▶ What to produce
Restate the data word for word. Leave the pictures out.

━━━━━━━━━━━━━━━━━━━━

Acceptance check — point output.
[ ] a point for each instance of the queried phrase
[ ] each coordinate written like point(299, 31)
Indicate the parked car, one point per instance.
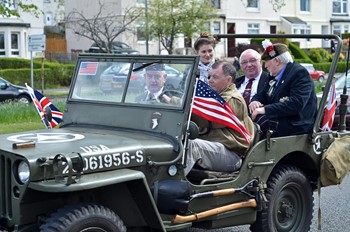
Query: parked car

━━━━━━━━━━━━━━━━━━━━

▶ Completed task
Acceptance check — point output.
[ ] a point for each instance of the queried phrase
[ ] each coordinate written like point(299, 31)
Indicate the parked car, one point per instance.
Query: parked car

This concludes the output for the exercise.